▸ **The problem**: Count the lines in the entries that contain the string "jersey", and give only that number.

A section of a data file
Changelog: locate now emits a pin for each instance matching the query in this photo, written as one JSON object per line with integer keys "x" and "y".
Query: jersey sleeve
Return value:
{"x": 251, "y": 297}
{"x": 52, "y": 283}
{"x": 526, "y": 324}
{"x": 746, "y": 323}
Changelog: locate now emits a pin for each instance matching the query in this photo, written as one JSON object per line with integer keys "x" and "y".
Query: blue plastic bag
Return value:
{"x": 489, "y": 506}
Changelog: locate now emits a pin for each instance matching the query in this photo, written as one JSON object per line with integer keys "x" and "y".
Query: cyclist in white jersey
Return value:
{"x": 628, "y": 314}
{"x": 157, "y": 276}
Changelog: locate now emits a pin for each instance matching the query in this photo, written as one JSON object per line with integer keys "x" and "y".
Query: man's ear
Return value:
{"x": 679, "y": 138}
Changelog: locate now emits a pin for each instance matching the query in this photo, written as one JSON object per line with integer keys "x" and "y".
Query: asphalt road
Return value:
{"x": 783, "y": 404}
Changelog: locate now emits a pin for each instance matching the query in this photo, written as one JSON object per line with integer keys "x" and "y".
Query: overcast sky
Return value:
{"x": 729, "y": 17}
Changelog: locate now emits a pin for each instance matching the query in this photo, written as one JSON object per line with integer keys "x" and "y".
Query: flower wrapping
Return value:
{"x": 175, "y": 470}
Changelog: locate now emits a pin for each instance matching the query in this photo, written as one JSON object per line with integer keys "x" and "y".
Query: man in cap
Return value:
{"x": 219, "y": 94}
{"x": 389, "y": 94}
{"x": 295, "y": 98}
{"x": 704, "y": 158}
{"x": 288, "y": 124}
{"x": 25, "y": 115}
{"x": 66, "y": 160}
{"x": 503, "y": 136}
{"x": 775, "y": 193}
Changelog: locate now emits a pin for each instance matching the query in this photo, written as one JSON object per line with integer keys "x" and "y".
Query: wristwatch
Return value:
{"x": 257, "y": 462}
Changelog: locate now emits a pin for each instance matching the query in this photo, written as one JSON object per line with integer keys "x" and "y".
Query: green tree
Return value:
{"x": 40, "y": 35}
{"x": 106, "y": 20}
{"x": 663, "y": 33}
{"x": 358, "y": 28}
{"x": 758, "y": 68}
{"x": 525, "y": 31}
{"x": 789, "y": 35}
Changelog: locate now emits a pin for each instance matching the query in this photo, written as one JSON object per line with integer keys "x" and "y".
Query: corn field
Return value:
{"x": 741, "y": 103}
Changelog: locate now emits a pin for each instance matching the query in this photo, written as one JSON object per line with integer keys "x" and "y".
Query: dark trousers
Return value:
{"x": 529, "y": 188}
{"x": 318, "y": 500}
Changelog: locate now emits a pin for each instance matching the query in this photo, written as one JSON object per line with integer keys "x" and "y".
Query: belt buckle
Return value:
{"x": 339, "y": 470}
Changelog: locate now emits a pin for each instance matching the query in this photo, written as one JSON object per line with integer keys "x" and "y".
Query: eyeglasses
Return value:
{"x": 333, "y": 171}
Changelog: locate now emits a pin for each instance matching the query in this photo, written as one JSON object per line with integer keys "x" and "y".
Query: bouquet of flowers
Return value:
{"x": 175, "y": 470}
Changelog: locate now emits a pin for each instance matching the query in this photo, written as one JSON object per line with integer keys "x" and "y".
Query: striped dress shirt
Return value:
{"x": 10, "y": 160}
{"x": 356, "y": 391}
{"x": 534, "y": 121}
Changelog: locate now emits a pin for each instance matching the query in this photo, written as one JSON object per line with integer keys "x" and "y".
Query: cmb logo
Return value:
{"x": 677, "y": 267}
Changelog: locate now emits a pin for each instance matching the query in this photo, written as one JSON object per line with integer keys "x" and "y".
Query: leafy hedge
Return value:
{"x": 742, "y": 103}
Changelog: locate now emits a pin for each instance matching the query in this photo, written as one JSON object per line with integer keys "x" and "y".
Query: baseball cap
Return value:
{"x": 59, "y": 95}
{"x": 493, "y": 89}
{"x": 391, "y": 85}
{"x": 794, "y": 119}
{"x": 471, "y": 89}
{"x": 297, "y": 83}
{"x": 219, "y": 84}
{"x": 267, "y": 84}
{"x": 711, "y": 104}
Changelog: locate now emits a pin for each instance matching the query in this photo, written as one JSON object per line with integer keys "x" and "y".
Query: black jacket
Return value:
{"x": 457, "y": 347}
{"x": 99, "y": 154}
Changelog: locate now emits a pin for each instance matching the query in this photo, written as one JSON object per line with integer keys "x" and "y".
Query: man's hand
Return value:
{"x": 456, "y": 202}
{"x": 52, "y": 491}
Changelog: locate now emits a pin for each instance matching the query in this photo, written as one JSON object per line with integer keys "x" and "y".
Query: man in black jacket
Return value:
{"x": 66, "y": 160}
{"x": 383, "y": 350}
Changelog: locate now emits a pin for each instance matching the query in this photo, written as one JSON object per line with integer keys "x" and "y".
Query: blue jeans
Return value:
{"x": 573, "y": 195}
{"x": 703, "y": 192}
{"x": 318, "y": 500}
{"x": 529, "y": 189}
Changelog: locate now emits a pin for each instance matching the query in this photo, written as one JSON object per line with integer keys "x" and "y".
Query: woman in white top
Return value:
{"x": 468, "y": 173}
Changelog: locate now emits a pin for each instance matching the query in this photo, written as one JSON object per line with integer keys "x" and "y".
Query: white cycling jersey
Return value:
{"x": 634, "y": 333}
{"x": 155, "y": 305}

▸ **Solution to the exercise**: 3